* **Problem details**
The records shown below are to be repeated exactly and completely.

* **Provided records**
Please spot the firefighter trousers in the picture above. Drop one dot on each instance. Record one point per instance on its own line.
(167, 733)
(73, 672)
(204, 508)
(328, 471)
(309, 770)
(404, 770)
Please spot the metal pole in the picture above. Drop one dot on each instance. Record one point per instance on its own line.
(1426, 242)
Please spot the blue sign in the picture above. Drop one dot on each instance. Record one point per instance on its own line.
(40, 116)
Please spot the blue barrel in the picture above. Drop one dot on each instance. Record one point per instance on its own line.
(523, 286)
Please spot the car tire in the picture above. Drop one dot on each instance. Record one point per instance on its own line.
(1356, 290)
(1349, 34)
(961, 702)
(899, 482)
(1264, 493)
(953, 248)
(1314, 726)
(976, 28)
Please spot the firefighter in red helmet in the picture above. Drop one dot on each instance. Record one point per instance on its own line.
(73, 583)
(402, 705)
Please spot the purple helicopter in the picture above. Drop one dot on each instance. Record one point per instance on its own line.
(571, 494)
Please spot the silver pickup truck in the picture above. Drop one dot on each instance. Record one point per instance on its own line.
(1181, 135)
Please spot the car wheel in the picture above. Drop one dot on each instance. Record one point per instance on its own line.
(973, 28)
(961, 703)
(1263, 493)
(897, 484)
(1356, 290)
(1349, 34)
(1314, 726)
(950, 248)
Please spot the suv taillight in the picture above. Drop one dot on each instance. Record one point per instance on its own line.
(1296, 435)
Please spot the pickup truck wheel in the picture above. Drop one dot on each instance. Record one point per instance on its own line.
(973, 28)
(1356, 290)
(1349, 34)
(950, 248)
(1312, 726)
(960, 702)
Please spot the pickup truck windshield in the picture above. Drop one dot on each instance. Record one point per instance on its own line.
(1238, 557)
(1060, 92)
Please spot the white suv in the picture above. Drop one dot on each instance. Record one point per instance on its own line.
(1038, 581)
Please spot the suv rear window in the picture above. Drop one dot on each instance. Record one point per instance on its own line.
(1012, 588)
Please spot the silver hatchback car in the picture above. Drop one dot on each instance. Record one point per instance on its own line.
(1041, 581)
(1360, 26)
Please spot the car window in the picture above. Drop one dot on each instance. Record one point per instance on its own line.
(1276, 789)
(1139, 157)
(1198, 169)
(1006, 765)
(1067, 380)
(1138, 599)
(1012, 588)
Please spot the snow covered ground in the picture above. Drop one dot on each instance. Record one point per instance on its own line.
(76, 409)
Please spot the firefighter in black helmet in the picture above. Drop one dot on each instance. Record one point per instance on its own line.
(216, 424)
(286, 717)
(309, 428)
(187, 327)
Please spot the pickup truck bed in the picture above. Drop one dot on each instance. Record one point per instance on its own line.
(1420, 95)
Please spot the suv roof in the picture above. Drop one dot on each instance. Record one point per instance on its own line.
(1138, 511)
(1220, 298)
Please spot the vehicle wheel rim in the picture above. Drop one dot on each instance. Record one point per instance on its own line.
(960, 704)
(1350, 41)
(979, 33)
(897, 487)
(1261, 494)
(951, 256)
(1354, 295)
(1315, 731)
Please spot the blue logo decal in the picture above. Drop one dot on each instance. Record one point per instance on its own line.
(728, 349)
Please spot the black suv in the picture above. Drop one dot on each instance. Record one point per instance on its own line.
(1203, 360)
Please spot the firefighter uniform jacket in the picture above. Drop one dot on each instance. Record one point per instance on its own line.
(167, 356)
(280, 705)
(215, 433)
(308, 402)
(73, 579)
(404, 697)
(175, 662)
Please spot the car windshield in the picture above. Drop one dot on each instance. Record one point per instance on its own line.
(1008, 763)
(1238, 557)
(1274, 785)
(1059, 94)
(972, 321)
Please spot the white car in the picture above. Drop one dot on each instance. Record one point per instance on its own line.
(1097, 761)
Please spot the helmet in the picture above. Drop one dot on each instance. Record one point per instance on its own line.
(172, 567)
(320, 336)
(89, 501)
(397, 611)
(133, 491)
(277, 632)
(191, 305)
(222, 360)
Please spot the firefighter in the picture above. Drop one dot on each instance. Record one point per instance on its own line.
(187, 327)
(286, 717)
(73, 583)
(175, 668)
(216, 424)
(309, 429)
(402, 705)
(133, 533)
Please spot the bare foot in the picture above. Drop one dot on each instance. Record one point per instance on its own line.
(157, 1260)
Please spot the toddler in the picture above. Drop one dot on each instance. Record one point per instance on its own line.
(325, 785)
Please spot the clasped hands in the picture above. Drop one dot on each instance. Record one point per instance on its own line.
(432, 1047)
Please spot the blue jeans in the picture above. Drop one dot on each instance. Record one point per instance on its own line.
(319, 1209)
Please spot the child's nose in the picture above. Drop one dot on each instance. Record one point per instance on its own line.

* **Completed task**
Please spot the firefighter trousers in the picture above. Drop one dot on each instance. Record one point per instance on its own line.
(167, 733)
(73, 672)
(204, 508)
(328, 471)
(309, 770)
(404, 770)
Please spot the metal pole in the picture above. Drop one dot on each instance. Record one point per instance on its own line.
(1426, 242)
Please spot the blue sign in the picture above. Drop one dot on each instance. Record one point per instance on its own line.
(40, 116)
Please spot the blue barrel in the picture above. Drop one dot on each instance. Record one point per instance on its own line.
(523, 286)
Please spot the car tire in the picture above. Drop one dot on each instance. Record one point per instance on its own line.
(1356, 290)
(1349, 34)
(961, 702)
(899, 482)
(1264, 493)
(953, 248)
(1314, 726)
(976, 28)
Please spot the firefighter in red helmet in the picture above. Drop one dot on each instance. Record one point per instance on its own line.
(73, 583)
(402, 705)
Please spot the purple helicopter in the picture above. Drop one dot on each instance. Record one point per instance on its own line.
(571, 494)
Please spot the silver pickup truck in the picture above. Drop one dot on each instance. Record one point per instance on its own line.
(1181, 135)
Please spot the car wheel in the picture above. Drop one dot on each instance. Record one point per instance on its own line.
(973, 28)
(961, 703)
(1263, 493)
(897, 484)
(1356, 290)
(1349, 34)
(1314, 726)
(950, 248)
Please spot the suv taillight in the picture above. Drop one dot on each instance. Record one point per instance on its own line.
(1296, 435)
Please spot the pickup truck wheel in the picture above. Drop one dot on each instance. Record one point per instance on its own line.
(973, 28)
(1356, 290)
(1349, 34)
(950, 248)
(1312, 726)
(960, 702)
Please spot the pickup truck windshield in the picture above. Drop one dot on each instance. Record one point per instance on its own line.
(1238, 557)
(1060, 92)
Please spot the white suv in the picture above. Drop one dot on each instance. Record one point per instance on its own line.
(1038, 581)
Please spot the suv rear window in the picture above. Drop one dot on each instance. Record one point per instance on its own line.
(1012, 588)
Please spot the silver hatchback car in the picture above. Drop one dot on each instance. Record one point per instance on its own line.
(1041, 581)
(1360, 26)
Please spot the car window in the picture above. Drop one dot on each instance. Record one point per instance on its own line.
(1276, 789)
(1139, 157)
(1198, 169)
(1006, 765)
(1067, 380)
(1138, 599)
(1012, 588)
Please spot the snow covered ground in the picture above. Drop one dot on each instance. Record one point per instance on its own line.
(76, 409)
Please spot the firefighter in black helmet in the picture above. Drop one dot on each instance. Record one point per instance on its own line.
(216, 424)
(286, 717)
(309, 428)
(187, 327)
Please spot the pickup truck bed in the picture above. Drop one dot on each instance. Record one point per instance on its own line.
(1420, 95)
Please spot the suv roof in the picture above. Drop one dot on each instance. Record one point per instance on its own line.
(1138, 511)
(1220, 298)
Please spot the vehicle wheel rim in the picture above. Drop one dot on each instance. Record one point per instance on its own line.
(960, 704)
(1350, 41)
(979, 33)
(897, 487)
(1261, 494)
(951, 256)
(1354, 295)
(1315, 731)
Please spot the blue logo decal in the picture above. Drop one dot on each instance. Record one point per instance on its own line.
(728, 349)
Please spot the black suv in the picture above. Drop one dot on each instance. Record one point per instance on its own line.
(1203, 360)
Please spot the firefighter uniform jacket in the picture above. Drop one dot on each instance. Record one point per instance on its own line.
(167, 356)
(280, 705)
(215, 433)
(308, 402)
(73, 579)
(404, 697)
(175, 662)
Please spot the car windshield in the picture above. Drop one dot on each instance. Record one point per instance on its own line.
(1008, 763)
(1238, 557)
(1274, 785)
(1059, 94)
(972, 321)
Please spot the white car in the picture above. Drop one dot on each instance. Record one point per instance on its own line.
(1097, 761)
Please spot the helmet in the picture above. Drop one dot on each instance. Record one point per instance on its own line.
(172, 567)
(320, 336)
(89, 501)
(397, 611)
(133, 491)
(277, 632)
(191, 305)
(222, 360)
Please spot the firefighter in the picture above. Drop one dot on each instance. Record one point per instance on its own line.
(187, 327)
(286, 717)
(73, 583)
(175, 668)
(216, 424)
(309, 429)
(402, 705)
(133, 533)
Please spot the bare foot in the picture above. Drop one dot on each instance. Record one point per instance on its own line.
(157, 1260)
Please spot the toddler in the picture above. Drop one dot on each instance. Record one point per instance on its own line.
(325, 785)
Please spot the clasped hands in the picture above. Drop one dot on each instance. Record one point per instance on its own line.
(432, 1047)
Please spot the blue jeans in the picture above. Drop one dot on each instance. Record one point per instance on its own line.
(319, 1209)
Please spot the child's nose in the picture above. Drop one dot on each instance. Record one point per instance on its own line.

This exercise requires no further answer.